> _To do_:
Report in full every line of the entries below that contains the word "arched".
-- Start Material supplied --
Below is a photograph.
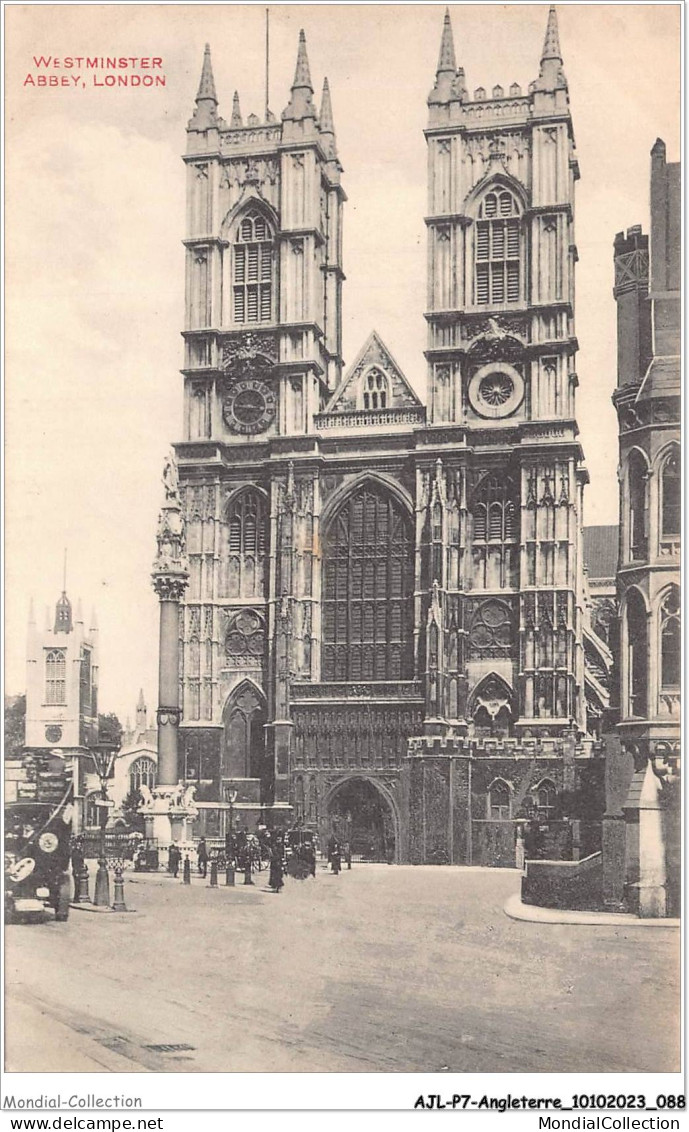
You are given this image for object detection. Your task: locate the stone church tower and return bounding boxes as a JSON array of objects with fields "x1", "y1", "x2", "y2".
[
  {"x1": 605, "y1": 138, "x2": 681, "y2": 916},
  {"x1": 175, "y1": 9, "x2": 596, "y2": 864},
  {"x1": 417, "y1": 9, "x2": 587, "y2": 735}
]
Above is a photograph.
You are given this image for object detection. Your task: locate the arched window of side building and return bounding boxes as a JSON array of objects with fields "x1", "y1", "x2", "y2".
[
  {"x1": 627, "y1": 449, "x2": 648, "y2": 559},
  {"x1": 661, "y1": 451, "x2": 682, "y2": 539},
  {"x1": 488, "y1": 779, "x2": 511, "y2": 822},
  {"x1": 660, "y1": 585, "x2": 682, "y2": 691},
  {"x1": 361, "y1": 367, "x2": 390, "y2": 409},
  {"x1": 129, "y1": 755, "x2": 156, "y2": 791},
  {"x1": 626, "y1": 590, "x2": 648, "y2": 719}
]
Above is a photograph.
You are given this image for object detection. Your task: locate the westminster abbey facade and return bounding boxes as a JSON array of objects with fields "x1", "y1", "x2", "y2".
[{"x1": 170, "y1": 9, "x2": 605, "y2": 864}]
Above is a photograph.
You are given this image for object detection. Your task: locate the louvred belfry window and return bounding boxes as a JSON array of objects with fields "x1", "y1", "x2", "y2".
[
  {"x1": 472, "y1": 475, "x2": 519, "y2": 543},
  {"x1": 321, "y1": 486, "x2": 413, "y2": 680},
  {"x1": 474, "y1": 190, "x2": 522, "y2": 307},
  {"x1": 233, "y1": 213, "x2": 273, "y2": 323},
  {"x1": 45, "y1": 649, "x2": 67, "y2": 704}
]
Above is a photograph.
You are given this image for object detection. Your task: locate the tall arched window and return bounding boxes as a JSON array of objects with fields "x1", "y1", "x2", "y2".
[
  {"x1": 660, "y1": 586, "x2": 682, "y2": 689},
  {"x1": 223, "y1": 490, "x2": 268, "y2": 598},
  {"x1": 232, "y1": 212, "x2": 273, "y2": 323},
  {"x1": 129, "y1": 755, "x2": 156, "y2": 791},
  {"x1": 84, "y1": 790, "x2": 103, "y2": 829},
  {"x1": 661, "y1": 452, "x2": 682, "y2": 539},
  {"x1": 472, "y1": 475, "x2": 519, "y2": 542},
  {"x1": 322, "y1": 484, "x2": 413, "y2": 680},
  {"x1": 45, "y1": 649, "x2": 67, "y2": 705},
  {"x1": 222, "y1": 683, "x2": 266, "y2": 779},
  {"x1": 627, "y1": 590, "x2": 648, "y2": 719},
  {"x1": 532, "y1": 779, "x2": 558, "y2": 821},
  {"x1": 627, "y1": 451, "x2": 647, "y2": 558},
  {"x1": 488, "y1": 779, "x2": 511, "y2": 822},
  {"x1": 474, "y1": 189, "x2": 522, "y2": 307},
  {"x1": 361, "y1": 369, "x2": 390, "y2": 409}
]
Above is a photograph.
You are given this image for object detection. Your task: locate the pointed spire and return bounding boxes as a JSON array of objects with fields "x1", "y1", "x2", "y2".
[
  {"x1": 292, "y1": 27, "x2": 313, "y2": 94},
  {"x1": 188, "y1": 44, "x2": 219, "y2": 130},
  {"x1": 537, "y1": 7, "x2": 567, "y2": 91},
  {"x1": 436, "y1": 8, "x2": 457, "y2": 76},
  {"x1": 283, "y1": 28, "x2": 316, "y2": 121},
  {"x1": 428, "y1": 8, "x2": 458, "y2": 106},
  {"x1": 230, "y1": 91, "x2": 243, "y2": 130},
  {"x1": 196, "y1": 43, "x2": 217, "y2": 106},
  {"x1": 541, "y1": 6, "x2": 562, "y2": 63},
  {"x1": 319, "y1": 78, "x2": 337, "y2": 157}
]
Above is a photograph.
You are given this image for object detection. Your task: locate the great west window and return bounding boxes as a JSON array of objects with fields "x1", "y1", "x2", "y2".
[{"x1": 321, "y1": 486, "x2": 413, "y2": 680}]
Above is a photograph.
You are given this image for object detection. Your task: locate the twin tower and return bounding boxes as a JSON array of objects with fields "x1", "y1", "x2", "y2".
-- End Material supplied --
> _Response to this exercise_:
You are given this image for object detection. Your task: locate the arched window of side building and return bounding boxes as a JSON array of objects with fields "x1", "y1", "x2", "y2".
You are given this image for object detection. Your task: locate the tall arched window and return bounding boxes as a JSON array of objects with fields "x1", "y1", "x2", "y2".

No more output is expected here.